EXERCISE TEXT →
- Opening Delimiter -
Additionally, we showed no differences in electromyographic (EMG) indicators of muscle activation (RMS) and fatigue (MF) between CM and PL conditions. To our knowledge, this is the first study to examine the effects of CM supplementation on EMG indicators of muscle activation (RMS) and fatigue (MF) during recovery from high-intensity RE. Considering that the decline in MF and increase in RMS are typically associated with muscle fatigue during isometric and dynamic contractions [39
], we expected an inverse effect of CIT supplementation on these factors in the fatigue tests during recovery period. However, no differences were observed between the CM and PL conditions, which is in line with the lack of a beneficial effect of CM supplementation on muscle function (i.e., number of repetitions performed). This indicates that CM supplementation is not effective in improving the neuromuscular responses during recovery from RE. This result is consistent with no difference in the muscle soreness between CM and PL conditions during the recovery period. Although muscle soreness may be a poor indicator of exercise-induced muscle damage during recovery [43
], it usually reflects muscle fatigue. This supports the findings of the present study that CM supplementation does not attenuate muscle fatigue during the course of recovery. Therefore, any possible beneficial effects of CM supplementation on muscle soreness [6
], fatigue [2
], oxygen delivery to the muscle [2
], aerobic energy production [2
], and lactate and ammonium clearance [18
] may not be sufficient to improve muscle recovery in untrained young adult men. It is noteworthy that a dose of 6 g of CM is sufficient to increase plasma CIT (~173% increase) and arginine (~123% increase) levels [10
], and NO production after exercise (measured as nitrite levels) [10
]. In addition, is has been demonstrated that after administration of CIT (5–10 g), time to reach maximum concentration (Tmax) was ~43 min and decreased to baseline by 3–5 h [44
]. Thus, the lack of a positive effect of CM supplementation on muscle recovery from RE does not necessarily indicate that our subjects did not experience an increase in the plasma CIT and arginine levels during and after exercise.
A few limitations of this study must be mentioned. First, we did not analyze plasma NO and CIT concentrations. However, previous studies that used the same dose of CIT (i.e., 6 g) showed an increase in plasma CIT concentrations [10
]. Second, we did not collect muscle biopsies for analysis of muscle tissue markers of regeneration (e.g., protein synthesis and anabolic factors such as insulin-like growth factor (IGF-I), hepatocyte growth factor (HGF), mTOR, and ribosomal protein S6 kinase (p70S6k)) and damage (e.g., histological changes); however, we analyzed the major plasma markers of muscle damage and regeneration (i.e., CK and testosterone:cortisol ratio) as well as functional outcome measures (i.e., number of repetitions performed, perceived exertion, muscle soreness, and EMG signs). Finally, we did not standardize the subjects’ diets. However, we did instruct subjects to duplicate their food intake for the 24 h proceeding each session.
In conclusion, CM supplementation (6 g dose at 60 min pre-workout) does not improve muscle recovery from a single session of high-intensity RE in untrained young adult men. Therefore, it is premature to recommend free CM supplementation as an ergogenic aid to improve muscle recovery after RE. Future studies are required to assess the effects of CM in other populations (e.g., elderly and/or women) with different training status (e.g., recreational practitioners and/or athletes).
- Closing Delimiter -
EXERCISE A →
In the passage on CM supplementation, what dose of CM was given, and how long before the workout?
EXERCISE B →
Quote the stretch of the passage on CM supplementation from "In conclusion, CM" through "practitioners and/or athletes).".

Dataset records →
- Opening Delimiter -
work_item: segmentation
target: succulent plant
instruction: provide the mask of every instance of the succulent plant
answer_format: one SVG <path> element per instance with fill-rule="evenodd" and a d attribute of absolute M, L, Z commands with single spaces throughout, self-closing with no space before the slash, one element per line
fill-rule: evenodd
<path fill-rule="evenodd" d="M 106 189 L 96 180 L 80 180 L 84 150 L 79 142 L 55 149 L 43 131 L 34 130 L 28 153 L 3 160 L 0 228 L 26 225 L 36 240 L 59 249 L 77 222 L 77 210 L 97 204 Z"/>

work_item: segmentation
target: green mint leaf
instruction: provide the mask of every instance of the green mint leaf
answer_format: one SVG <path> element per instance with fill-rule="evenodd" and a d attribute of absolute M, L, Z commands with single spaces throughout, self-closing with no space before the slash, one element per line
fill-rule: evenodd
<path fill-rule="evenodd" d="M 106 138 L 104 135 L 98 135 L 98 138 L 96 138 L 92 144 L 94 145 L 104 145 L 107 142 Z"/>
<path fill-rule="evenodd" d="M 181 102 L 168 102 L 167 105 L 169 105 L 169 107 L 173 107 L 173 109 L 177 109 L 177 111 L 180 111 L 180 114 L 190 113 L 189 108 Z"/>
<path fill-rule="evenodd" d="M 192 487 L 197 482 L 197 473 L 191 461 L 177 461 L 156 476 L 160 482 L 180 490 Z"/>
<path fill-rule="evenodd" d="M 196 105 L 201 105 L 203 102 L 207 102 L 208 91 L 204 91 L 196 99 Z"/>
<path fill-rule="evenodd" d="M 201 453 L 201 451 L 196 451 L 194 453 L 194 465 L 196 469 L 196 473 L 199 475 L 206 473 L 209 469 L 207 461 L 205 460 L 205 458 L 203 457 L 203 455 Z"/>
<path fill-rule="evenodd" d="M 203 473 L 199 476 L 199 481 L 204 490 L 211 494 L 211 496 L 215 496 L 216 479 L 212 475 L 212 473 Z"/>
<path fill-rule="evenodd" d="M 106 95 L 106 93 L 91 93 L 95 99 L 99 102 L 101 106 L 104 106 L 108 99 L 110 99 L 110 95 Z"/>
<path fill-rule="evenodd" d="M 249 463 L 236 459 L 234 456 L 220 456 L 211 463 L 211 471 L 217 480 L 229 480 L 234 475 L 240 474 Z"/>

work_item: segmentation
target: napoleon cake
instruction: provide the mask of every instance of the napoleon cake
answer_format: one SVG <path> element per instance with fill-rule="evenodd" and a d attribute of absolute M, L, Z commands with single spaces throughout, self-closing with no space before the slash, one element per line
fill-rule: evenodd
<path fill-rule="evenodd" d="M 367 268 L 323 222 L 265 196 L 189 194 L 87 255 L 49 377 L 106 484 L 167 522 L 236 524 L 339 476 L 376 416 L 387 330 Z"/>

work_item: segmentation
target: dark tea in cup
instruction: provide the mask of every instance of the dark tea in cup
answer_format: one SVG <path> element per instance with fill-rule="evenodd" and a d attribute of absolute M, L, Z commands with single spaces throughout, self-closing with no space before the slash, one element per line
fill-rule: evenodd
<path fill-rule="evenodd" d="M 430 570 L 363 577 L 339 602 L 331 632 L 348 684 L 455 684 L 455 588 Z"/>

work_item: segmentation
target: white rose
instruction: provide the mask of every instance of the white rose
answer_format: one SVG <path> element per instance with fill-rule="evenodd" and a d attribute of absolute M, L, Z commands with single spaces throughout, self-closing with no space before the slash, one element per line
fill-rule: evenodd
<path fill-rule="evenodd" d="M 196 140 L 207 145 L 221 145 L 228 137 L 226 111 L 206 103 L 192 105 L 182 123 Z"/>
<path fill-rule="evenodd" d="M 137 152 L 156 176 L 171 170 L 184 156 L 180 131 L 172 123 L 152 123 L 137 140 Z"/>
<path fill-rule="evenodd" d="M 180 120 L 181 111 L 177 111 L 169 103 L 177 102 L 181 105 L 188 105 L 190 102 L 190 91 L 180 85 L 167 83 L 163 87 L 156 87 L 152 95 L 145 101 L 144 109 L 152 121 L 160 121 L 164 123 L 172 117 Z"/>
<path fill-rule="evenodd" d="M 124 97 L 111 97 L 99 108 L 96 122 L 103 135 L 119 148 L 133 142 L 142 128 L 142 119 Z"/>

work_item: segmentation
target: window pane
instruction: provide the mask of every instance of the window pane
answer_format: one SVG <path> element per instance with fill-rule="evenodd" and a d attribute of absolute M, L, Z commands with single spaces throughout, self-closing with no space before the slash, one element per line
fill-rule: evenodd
- Closing Delimiter -
EXPECTED OUTPUT A →
A 6 g dose, taken 60 minutes before the workout.

EXPECTED OUTPUT B →
In conclusion, CM supplementation (6 g dose at 60 min pre-workout) does not improve muscle recovery from a single session of high-intensity RE in untrained young adult men. Therefore, it is premature to recommend free CM supplementation as an ergogenic aid to improve muscle recovery after RE. Future studies are required to assess the effects of CM in other populations (e.g., elderly and/or women) with different training status (e.g., recreational practitioners and/or athletes).